» Description of the task
Among the entries, find the lines with the string "below" and report them.

» Dataset records

_ _ _

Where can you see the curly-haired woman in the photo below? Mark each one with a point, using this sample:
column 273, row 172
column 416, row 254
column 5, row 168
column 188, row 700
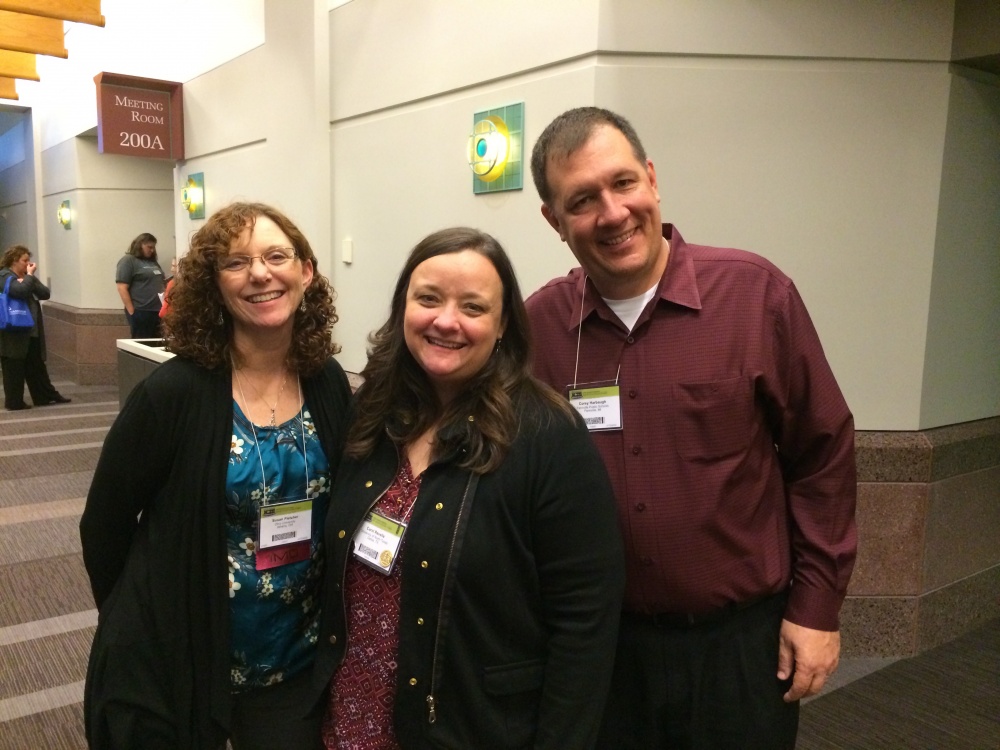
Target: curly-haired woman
column 202, row 533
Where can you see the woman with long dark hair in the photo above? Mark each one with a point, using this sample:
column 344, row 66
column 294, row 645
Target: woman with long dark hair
column 476, row 568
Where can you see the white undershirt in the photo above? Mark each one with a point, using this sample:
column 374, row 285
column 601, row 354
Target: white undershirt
column 629, row 310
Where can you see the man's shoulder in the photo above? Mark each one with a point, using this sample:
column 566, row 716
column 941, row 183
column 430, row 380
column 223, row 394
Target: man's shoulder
column 559, row 288
column 735, row 261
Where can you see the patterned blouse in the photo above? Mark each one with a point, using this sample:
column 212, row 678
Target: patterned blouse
column 364, row 688
column 274, row 613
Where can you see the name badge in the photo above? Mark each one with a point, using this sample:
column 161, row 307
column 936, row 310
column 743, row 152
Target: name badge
column 285, row 533
column 377, row 542
column 600, row 406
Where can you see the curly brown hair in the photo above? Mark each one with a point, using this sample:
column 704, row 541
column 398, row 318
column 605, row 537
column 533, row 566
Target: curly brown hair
column 398, row 399
column 13, row 254
column 198, row 326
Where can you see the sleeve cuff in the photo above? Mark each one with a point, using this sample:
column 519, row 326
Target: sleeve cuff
column 814, row 608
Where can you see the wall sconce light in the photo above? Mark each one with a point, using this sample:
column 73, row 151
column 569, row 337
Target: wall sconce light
column 193, row 195
column 494, row 149
column 64, row 215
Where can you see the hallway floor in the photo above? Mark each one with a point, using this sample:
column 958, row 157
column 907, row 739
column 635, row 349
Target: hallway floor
column 945, row 699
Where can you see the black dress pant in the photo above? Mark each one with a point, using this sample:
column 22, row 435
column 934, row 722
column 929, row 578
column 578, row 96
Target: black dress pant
column 287, row 716
column 707, row 687
column 30, row 370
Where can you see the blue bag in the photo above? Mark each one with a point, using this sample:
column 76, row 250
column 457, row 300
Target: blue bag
column 14, row 313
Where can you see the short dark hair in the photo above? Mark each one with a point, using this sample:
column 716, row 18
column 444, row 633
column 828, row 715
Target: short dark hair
column 135, row 249
column 397, row 397
column 13, row 254
column 568, row 132
column 197, row 326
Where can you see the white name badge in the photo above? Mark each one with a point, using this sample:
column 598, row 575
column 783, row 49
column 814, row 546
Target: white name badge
column 599, row 406
column 377, row 542
column 285, row 523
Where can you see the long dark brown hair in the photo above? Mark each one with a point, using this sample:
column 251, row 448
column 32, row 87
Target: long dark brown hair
column 199, row 327
column 397, row 397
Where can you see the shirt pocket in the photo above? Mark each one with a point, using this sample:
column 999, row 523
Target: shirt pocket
column 711, row 420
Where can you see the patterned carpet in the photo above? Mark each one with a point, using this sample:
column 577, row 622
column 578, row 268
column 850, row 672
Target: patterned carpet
column 945, row 699
column 47, row 615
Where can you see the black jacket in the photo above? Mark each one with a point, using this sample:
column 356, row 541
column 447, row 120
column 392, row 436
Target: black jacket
column 14, row 342
column 510, row 592
column 159, row 672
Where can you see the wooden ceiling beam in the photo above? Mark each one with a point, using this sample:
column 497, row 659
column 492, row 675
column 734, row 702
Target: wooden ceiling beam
column 24, row 33
column 7, row 89
column 80, row 11
column 18, row 65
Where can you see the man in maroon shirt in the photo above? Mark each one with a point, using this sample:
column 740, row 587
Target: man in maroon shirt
column 728, row 441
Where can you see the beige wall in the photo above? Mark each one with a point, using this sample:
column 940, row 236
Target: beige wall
column 819, row 134
column 829, row 135
column 961, row 373
column 113, row 198
column 258, row 127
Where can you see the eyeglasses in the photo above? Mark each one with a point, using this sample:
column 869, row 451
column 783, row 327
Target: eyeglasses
column 276, row 257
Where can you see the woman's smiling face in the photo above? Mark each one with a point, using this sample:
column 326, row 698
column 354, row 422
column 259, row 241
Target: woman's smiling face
column 453, row 318
column 261, row 297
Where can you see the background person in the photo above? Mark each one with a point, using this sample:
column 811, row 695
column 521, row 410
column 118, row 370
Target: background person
column 492, row 624
column 140, row 283
column 204, row 630
column 729, row 445
column 22, row 352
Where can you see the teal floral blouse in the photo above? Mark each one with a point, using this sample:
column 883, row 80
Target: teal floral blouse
column 274, row 613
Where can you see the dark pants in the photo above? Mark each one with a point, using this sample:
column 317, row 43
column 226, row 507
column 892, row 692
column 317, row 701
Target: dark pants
column 30, row 370
column 144, row 324
column 286, row 716
column 708, row 687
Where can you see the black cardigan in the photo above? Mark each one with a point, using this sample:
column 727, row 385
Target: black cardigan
column 159, row 666
column 510, row 592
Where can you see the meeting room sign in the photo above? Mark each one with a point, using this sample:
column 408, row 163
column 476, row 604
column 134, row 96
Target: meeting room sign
column 139, row 117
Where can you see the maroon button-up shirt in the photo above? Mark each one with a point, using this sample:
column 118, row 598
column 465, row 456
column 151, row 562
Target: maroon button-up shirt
column 734, row 468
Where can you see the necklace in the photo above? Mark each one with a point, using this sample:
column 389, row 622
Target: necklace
column 272, row 409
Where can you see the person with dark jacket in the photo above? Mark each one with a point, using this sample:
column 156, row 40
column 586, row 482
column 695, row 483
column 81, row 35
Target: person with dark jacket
column 475, row 566
column 22, row 352
column 202, row 531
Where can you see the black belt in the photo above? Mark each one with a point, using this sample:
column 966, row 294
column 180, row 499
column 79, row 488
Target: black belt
column 674, row 620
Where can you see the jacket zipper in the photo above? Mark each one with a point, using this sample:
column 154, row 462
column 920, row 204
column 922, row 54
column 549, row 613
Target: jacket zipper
column 431, row 701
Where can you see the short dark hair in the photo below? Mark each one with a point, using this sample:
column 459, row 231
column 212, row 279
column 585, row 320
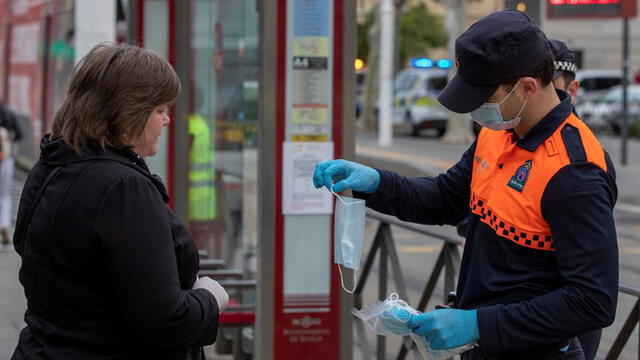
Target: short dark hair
column 112, row 91
column 543, row 72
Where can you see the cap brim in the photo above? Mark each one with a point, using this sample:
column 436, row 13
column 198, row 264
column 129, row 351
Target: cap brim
column 557, row 74
column 461, row 97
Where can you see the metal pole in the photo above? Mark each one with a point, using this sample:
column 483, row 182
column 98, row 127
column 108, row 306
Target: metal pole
column 95, row 22
column 387, row 29
column 382, row 294
column 625, row 83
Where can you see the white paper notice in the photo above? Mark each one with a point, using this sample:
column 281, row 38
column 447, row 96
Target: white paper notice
column 298, row 193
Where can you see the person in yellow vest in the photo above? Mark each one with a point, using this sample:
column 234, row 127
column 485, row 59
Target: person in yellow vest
column 202, row 191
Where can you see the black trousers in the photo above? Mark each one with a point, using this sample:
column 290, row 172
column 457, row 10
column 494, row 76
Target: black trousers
column 542, row 353
column 590, row 343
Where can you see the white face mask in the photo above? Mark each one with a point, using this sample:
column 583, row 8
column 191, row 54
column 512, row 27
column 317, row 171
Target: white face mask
column 348, row 235
column 488, row 115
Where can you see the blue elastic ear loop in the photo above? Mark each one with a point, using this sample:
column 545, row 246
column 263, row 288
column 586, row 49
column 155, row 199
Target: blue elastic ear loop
column 355, row 284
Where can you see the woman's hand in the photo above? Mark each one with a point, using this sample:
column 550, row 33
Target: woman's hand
column 215, row 289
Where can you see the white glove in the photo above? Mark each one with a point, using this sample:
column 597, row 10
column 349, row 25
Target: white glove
column 215, row 289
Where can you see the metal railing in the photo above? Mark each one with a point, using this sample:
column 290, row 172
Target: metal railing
column 632, row 321
column 449, row 261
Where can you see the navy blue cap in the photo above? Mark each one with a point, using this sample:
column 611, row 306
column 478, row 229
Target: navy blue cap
column 563, row 58
column 495, row 49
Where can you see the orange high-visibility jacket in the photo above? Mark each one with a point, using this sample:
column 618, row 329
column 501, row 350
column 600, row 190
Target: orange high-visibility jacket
column 540, row 261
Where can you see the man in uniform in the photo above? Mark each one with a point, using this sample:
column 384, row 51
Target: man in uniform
column 540, row 263
column 564, row 78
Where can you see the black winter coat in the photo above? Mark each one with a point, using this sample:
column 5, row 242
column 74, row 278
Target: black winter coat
column 106, row 267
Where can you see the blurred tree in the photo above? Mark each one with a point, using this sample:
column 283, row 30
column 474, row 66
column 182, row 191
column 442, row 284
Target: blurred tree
column 418, row 31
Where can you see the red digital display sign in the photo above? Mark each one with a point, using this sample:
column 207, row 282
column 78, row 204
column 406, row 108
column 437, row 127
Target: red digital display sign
column 557, row 9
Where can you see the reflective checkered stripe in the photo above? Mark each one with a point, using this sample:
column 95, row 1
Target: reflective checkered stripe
column 507, row 230
column 566, row 66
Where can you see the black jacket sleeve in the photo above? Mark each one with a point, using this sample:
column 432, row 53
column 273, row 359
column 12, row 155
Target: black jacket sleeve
column 578, row 205
column 134, row 231
column 443, row 199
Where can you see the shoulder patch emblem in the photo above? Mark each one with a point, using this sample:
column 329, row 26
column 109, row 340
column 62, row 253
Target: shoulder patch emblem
column 519, row 179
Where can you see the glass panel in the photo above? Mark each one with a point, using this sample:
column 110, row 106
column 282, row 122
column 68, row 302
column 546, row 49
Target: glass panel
column 61, row 55
column 223, row 131
column 156, row 38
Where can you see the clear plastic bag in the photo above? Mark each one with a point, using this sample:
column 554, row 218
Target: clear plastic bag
column 391, row 317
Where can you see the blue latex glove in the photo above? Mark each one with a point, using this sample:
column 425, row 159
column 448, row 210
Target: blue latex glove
column 446, row 328
column 396, row 321
column 347, row 175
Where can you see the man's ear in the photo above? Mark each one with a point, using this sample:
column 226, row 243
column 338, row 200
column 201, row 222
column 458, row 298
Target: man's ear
column 572, row 89
column 530, row 86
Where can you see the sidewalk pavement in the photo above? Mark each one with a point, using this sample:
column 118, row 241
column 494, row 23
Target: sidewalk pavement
column 12, row 300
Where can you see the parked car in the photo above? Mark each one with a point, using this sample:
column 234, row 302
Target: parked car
column 594, row 84
column 593, row 81
column 613, row 100
column 415, row 103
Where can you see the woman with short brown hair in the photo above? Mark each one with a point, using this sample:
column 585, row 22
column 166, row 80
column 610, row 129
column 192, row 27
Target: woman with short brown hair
column 107, row 268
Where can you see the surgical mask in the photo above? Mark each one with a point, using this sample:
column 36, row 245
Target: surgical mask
column 348, row 237
column 488, row 115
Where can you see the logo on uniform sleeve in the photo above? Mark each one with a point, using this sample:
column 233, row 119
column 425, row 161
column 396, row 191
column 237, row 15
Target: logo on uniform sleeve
column 520, row 177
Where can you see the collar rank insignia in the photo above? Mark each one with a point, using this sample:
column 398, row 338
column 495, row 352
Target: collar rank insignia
column 520, row 177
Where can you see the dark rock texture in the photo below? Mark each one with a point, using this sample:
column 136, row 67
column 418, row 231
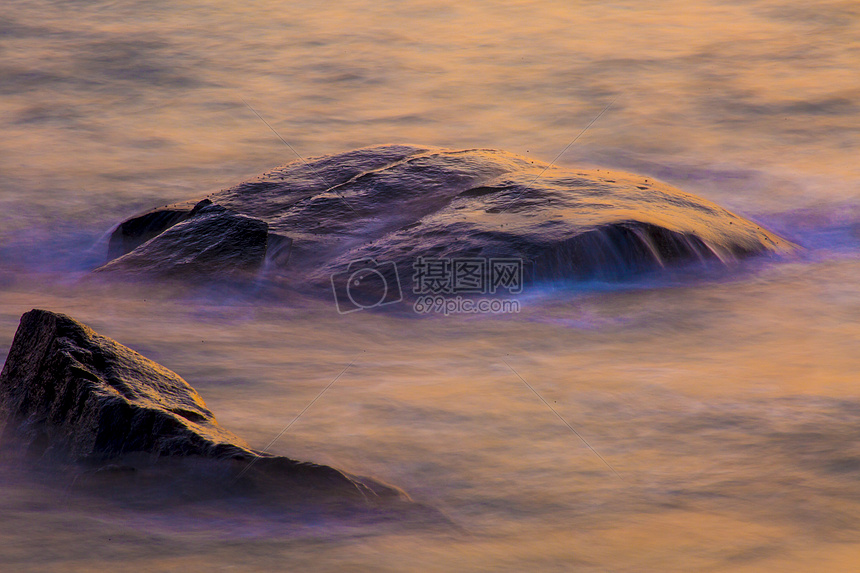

_ _ _

» Answer section
Where can you see the curly-haired woman in the photo below? Mark each one with a point, using this sample:
Where can you see the short dark hair in the photo below? Mark each one with a point, using this sample:
Where can you see the dark rock texture in the photo below? Mark each one with a point, using this sample:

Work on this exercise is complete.